--- BEGIN Document segment ---
I wish Mr. Quincy1 could have lived happily a
year or two longer to carry the news of the suppression of the rebellion and
the extinction of slavery to the other world, so as to be able to remind
Hamilton of their conversation the year before his death and convert him to
trust in the people, and to confidence in the permanence of the Constitution.
But now that public honours will be paid to the memory of Mr. Quincy, cannot we
get the sum raised for the Statue? About $4000 is needed. $5000 would be better
to cover expenses.
What a kind old man he was! ... A judicious person might
make a brief memoir of him that should be full of interest, — but save us from
these big Parker 8vos, these elegant Prescott 4tos.2
The July “North American” seems to me good but too heavy.
--- END Document segment ---
◆ To-do list:
**1.** Please recast the rows below as a numbered list, from the line containing "In this exercise you will find the beige chair" through the line containing "[1331, 312]", with any blank lines left out.
**2.** Carry the passage about Mr. Quincy forward from its last sentence.
--- BEGIN Entries provided ---
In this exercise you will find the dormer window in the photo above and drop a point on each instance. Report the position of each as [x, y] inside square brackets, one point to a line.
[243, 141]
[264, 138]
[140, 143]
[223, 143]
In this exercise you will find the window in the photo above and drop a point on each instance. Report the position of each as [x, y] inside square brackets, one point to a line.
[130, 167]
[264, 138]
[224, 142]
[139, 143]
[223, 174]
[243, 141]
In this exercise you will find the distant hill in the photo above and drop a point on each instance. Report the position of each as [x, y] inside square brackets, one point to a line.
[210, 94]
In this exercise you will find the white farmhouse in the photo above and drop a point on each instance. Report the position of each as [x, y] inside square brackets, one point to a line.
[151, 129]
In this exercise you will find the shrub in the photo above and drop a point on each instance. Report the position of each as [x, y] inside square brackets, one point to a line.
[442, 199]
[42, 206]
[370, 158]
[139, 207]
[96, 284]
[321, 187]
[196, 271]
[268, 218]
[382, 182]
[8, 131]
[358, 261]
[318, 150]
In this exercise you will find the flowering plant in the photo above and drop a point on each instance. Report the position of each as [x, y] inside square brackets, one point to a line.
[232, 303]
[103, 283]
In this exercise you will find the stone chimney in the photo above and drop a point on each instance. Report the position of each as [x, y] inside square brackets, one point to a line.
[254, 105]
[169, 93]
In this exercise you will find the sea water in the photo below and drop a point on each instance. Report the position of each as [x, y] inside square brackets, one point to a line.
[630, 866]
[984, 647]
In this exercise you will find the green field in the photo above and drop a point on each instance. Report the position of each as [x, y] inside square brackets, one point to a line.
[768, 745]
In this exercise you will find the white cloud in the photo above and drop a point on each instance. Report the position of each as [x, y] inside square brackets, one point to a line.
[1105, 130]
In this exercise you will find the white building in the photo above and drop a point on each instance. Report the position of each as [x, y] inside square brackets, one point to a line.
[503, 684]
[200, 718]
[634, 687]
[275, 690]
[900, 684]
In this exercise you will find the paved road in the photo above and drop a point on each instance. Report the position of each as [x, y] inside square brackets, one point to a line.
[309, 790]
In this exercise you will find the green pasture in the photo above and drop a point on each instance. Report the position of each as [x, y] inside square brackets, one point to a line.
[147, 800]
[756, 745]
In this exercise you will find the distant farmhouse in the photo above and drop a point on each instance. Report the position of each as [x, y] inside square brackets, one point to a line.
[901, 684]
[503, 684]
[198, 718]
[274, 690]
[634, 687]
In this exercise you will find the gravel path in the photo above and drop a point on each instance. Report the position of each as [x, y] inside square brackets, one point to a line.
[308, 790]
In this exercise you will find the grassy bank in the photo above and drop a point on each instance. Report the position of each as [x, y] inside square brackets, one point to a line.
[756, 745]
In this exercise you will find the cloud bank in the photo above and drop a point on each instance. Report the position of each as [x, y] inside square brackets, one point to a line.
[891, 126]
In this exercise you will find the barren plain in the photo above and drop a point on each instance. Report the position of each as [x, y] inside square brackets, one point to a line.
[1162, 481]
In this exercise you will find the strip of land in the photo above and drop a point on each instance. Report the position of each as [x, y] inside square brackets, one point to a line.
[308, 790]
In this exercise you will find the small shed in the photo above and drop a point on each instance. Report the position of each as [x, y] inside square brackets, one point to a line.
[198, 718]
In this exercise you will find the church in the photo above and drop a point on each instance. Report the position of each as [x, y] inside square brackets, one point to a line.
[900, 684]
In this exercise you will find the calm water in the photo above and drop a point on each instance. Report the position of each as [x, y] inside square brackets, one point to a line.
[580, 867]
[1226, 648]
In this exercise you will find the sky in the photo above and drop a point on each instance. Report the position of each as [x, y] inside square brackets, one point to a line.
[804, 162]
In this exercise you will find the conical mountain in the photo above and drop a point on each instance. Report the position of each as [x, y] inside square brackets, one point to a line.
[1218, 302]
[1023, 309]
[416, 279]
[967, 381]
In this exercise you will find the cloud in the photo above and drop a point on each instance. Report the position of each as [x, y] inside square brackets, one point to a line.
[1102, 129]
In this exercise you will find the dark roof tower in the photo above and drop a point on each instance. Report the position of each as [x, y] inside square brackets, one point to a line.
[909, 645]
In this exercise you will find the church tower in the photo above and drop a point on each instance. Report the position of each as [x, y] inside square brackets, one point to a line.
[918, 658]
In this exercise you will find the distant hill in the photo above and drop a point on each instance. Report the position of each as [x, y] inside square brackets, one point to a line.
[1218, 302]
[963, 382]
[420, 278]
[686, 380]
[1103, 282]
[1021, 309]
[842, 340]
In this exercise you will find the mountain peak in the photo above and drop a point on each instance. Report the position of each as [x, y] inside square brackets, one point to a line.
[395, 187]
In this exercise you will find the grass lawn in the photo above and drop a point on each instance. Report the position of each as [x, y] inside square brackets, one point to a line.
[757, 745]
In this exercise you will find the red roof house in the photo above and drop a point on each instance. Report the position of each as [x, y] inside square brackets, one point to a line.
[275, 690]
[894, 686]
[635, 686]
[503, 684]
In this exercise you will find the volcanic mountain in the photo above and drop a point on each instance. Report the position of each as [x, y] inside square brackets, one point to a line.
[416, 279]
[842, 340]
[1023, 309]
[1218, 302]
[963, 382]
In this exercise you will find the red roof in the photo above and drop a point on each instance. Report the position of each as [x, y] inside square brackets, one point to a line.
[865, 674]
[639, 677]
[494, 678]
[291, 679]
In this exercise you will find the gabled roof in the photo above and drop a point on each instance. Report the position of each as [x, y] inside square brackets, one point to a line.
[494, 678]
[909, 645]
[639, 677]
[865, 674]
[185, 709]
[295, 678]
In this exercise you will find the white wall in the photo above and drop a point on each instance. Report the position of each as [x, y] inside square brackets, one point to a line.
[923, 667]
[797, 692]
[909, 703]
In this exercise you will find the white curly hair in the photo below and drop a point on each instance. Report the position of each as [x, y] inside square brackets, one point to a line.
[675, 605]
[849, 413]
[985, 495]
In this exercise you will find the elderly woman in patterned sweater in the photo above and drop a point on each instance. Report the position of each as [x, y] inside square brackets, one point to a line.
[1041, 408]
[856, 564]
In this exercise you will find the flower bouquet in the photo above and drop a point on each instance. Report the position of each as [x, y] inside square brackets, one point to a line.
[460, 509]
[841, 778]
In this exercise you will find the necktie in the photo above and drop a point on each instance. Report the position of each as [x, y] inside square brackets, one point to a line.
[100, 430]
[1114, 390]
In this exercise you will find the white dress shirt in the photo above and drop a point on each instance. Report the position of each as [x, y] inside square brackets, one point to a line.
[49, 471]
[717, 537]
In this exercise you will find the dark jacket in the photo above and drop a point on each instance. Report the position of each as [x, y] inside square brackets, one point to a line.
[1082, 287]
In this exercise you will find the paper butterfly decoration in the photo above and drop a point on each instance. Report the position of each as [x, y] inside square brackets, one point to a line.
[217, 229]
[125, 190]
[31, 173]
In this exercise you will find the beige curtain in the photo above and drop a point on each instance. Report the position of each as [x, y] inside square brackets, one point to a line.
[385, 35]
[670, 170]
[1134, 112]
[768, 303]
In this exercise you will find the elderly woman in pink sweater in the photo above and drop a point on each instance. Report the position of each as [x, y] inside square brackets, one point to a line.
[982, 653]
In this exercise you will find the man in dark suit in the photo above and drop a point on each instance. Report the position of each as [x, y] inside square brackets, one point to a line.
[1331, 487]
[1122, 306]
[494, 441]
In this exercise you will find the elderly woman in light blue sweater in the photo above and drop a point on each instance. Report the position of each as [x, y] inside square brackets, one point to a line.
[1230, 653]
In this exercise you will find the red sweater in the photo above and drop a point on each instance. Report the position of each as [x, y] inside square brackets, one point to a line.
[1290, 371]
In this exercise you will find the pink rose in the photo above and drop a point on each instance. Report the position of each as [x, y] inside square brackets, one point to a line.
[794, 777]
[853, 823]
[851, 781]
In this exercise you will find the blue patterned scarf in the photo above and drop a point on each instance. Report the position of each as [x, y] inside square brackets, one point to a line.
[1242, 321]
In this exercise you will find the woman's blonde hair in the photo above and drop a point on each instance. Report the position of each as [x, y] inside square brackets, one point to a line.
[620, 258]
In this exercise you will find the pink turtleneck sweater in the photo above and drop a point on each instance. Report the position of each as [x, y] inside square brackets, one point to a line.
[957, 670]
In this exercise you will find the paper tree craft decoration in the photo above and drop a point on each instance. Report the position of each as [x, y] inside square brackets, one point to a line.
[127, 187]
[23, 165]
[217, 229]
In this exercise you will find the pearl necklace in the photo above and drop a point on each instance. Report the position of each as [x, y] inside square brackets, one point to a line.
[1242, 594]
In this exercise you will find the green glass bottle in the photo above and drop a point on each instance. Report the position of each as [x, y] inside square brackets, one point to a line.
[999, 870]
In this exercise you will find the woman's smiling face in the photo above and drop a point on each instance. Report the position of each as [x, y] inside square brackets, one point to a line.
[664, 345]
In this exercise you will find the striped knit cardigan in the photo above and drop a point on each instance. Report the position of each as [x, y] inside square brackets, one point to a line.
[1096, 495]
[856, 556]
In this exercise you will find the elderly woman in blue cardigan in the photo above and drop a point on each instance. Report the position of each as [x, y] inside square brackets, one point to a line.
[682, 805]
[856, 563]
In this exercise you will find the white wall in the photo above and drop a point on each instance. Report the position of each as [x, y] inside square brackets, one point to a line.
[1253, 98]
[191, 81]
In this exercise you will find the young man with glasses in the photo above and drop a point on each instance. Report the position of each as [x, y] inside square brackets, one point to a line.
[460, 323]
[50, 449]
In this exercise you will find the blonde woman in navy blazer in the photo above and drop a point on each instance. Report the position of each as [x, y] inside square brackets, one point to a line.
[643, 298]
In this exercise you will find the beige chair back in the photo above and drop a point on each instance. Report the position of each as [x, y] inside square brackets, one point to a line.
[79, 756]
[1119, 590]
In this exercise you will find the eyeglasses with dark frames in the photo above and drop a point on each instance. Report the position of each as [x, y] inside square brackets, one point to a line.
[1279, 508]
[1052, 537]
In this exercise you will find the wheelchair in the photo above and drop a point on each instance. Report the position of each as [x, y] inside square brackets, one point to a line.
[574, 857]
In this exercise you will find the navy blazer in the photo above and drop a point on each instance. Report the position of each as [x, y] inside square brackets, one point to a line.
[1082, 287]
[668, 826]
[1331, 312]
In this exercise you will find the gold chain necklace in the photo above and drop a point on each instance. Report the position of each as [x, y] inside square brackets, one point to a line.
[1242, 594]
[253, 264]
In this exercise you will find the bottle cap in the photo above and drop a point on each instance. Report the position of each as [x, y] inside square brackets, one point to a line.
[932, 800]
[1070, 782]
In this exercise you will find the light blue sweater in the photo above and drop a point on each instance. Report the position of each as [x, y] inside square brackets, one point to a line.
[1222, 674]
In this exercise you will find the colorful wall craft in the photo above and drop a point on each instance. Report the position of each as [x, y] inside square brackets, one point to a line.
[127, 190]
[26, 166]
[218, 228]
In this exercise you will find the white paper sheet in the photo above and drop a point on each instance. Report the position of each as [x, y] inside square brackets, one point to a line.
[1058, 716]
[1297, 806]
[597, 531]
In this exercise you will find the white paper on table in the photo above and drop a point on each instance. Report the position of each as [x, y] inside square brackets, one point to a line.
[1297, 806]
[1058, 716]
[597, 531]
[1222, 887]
--- END Entries provided ---
◆ Results for each task:
**1.**
1. In this exercise you will find the beige chair back in the photo above and drop a point on each instance. Report the position of each as [x, y] inside square brackets, one point to a line.
2. [79, 756]
3. [1119, 590]
4. In this exercise you will find the eyeglasses with dark frames in the photo above and drop a point on each instance. Report the position of each as [x, y] inside square brackets, one point to a line.
5. [1279, 508]
6. [1052, 537]
7. In this exercise you will find the wheelchair in the photo above and drop a point on each instance. Report the position of each as [x, y] inside square brackets, one point to a line.
8. [574, 857]
9. In this exercise you will find the navy blazer in the photo above and drop a point on each instance. Report the position of each as [x, y] inside square brackets, one point to a line.
10. [1082, 287]
11. [668, 826]
12. [1331, 312]

**2.**
How can we make it lighter? People will write on the heavy subjects; and all
our authors are destitute of humour. Nobody but you knows how to say weighty
things lightly; nobody but you has the art of light writing. And have you
written to Motley? If not please do so before replying to this note. We
really need to get him on to our staff of contributors. . . .
_______________
1 Josiah Quincy, president of Harvard when Norton
was in college, died July 1, 1864, in his ninety-third year.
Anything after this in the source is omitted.